* PROBLEMA BREVE: Retome o parecer sobre o IVA de faturas em mora e prossiga a partir da última frase apresentada.

─── TEXTO FORNECIDO

IVA - pedido de autorização prévia de faturas em mora
PT27961 - fevereiro de 2024


Determinado sujeito passivo pretende submeter um pedido de autorização prévio (PAP) de diversas faturas que, pela mora, são elegíveis para o referido pedido. Acontece que a empresa continua a fornecer ao cliente devedor e esta paga o material que leva, mas não paga as faturas em mora. Nestes casos é possível efetuar o pedido de autorização prévia?

 

Parecer técnico

 

O pedido de parecer está relacionado com a possibilidade de apresentação do pedido de autorização prévia (PAP) de faturas em mora.
No caso apresentado a entidade tem determinadas faturas em mora em que pretende recuperar o IVA. Apesar das faturas estarem em mora a entidade continua a vender ao cliente, estando este a proceder ao pagamento destas vendas.

──────
─── LISTAGEM

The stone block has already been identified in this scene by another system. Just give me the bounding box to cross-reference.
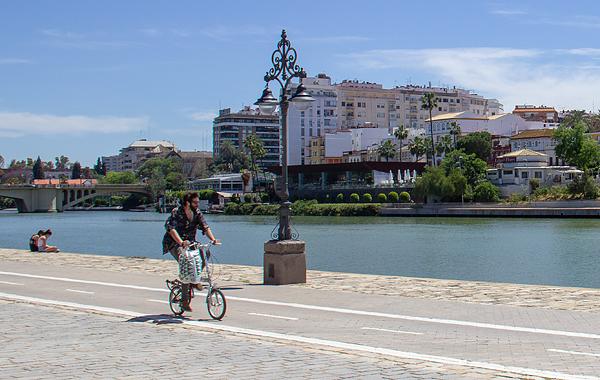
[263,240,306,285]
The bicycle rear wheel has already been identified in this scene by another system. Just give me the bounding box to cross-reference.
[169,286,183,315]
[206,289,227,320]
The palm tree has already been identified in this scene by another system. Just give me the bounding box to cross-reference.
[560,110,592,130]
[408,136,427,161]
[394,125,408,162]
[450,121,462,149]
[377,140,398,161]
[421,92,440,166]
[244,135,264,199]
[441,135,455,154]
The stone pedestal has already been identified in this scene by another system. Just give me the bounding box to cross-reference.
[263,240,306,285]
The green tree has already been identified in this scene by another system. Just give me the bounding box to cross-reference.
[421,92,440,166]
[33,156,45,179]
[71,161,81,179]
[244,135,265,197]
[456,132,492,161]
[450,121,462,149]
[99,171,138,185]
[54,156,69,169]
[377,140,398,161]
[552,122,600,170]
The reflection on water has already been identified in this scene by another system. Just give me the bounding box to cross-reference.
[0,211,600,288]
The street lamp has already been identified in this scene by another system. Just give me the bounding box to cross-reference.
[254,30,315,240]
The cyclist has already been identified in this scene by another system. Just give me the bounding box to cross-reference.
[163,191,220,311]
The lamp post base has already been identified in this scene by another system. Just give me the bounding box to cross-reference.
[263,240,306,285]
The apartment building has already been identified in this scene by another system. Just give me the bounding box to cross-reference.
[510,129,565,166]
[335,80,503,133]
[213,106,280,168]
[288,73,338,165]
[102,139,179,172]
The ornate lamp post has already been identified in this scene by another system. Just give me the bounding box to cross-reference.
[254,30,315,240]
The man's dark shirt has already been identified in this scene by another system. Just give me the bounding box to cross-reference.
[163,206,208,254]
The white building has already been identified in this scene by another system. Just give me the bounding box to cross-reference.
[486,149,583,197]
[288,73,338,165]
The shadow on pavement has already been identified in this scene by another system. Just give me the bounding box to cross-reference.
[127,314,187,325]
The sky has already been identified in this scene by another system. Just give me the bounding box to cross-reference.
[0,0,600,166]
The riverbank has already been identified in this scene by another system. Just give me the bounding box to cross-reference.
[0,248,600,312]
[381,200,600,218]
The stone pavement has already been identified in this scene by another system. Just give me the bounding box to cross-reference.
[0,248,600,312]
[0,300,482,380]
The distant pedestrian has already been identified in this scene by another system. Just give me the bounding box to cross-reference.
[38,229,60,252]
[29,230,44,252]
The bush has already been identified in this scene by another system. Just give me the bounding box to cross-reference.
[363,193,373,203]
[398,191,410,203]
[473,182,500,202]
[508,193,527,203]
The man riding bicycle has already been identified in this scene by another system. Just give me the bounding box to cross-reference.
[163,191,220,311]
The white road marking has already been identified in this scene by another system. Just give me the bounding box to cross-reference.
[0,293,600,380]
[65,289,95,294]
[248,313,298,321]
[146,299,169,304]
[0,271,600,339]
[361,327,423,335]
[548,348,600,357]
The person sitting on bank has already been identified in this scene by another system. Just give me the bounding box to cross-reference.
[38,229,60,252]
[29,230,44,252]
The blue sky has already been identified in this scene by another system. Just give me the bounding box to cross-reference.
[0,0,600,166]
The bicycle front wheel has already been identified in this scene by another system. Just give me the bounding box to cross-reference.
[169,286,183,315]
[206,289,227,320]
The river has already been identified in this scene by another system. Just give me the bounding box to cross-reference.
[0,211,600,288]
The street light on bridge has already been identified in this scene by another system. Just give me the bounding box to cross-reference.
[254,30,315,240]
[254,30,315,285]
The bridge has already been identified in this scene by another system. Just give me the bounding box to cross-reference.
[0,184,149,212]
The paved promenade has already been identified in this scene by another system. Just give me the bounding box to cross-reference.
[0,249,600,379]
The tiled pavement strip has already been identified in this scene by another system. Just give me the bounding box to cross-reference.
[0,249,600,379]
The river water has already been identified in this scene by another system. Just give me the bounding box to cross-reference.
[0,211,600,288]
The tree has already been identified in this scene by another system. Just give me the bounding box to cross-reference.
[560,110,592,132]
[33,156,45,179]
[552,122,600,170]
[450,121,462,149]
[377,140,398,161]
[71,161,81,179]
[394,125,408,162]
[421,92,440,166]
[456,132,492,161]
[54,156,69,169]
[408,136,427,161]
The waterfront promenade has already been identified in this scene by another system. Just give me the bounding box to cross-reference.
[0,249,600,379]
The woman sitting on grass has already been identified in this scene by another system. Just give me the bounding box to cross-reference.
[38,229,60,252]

──────

* RESPOSTA:
Relativamente à recuperação do IVA, com a entrada em vigor da Lei n.º 66-B/2012, de 31 de dezembro (OE/2013), foram introduzidas alterações substanciais à possibilidade de regularização do IVA de créditos considerados incobráveis e foi introduzida a possibilidade de regularização em créditos considerados de cobrança duvidosa, sem restrições de valor ou de enquadramento do adquirente.
Sobre esta matéria, aconselhamos a consulta do Ofício-Circulado n.º 30 161/2014, de 8 de julho, que explica os procedimentos para a realização das regularizações de IVA de créditos incobráveis e de cobrança duvidosa.
No caso em os créditos se venceram após 1 de janeiro de 2013, deverá ser aplicado o disposto nos artigos 78.º-A a 78.º-D do CIVA.
Resulta do n.º 1 do artigo 78.º-A do Código do IVA que «...os sujeitos passivos podem deduzir o imposto respeitante a créditos considerados de cobrança duvidosa, evidenciados como tal na contabilidade, sem prejuízo do disposto no artigo 78.º-D, bem como o respeitante a créditos considerados incobráveis...».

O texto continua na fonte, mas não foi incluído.